Les défis identifiés sont rencontrés de manière variable par les entreprises de l’enquête. Ils dépendent de différents facteurs tels que le secteur, la taille, la culture d’entreprise, mais aussi des besoins en qualification et des caractéristiques personnelles des employés étrangers à intégrer. Les répondants sont presque unanimes sur le premier défi, celui des difficultés administratives et du fort besoin en conseils et en accompagnement.

  • Démarches administratives: outre la problématique du permis de travail pour les employés étrangers hors UE, les employés étrangers nécessitent un accompagnement spécifique pour comprendre les démarches administratives suisses (assurances, fiscalité, logement…).
  • Qualification et reconnaissance des diplômes: les qualifications étrangères sont parfois difficiles à évaluer, entraînant des adaptations quant aux attentes de compétences professionnelles.
  • Normes de comportement au travail: les représentations de ce qu’est un bon comportement au travail dépendent de la socialisation professionnelle. Ceci peut entraîner certains défis, par exemple dans les interactions hiérarchiques.

CONSIGNES:
1: D'après le texte fourni, sur quel défi les répondants sont-ils presque unanimes ?
2: Résumez le texte fourni en deux phrases.
Les enregistrements proviennent d'une source distincte du texte fourni.

ENTRÉES EXTRAITES:
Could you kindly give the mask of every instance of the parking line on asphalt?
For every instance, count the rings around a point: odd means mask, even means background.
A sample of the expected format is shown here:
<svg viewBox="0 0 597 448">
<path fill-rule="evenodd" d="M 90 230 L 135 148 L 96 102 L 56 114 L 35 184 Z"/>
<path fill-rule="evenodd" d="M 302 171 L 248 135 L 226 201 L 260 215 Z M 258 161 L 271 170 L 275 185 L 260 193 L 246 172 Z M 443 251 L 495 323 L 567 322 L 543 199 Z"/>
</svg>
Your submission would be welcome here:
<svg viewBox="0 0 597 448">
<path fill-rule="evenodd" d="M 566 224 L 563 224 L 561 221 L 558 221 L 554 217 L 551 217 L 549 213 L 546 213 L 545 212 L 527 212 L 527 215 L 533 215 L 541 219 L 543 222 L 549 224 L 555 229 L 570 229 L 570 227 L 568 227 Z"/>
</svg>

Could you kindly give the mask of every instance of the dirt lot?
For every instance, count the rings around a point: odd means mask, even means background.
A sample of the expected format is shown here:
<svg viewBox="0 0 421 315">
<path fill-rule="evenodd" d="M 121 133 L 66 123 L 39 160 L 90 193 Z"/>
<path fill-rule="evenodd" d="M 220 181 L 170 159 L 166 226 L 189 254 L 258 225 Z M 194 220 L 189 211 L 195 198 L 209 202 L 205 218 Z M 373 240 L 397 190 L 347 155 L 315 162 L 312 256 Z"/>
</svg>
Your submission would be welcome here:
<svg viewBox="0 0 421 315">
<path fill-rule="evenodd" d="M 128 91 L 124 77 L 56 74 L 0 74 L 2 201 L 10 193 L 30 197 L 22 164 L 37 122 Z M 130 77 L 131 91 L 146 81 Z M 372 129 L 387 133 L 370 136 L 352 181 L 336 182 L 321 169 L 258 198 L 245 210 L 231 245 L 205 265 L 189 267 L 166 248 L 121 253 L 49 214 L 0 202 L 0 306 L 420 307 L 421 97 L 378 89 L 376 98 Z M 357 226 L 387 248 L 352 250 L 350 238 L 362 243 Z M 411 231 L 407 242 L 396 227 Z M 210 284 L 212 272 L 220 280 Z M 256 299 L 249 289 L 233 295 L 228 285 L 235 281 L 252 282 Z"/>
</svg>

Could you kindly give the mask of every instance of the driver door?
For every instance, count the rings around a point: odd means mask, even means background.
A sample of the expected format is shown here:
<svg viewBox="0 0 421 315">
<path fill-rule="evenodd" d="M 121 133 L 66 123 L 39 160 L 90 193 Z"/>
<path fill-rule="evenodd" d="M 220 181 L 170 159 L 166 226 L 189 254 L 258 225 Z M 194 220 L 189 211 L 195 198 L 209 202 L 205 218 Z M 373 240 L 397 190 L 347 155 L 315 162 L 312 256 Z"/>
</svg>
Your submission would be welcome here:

RÉPONSES:
1: Sur celui des difficultés administratives et du fort besoin en conseils et en accompagnement.

2: Les entreprises de l'enquête rencontrent de manière variable des défis liés aux employés étrangers à intégrer, selon des facteurs comme le secteur, la taille, la culture d'entreprise, les besoins en qualification et les caractéristiques personnelles de ces employés. Ces défis portent sur les démarches administratives, premier défi sur lequel les répondants sont presque unanimes, sur l'évaluation parfois difficile des qualifications étrangères et sur les normes de comportement au travail, qui dépendent de la socialisation professionnelle.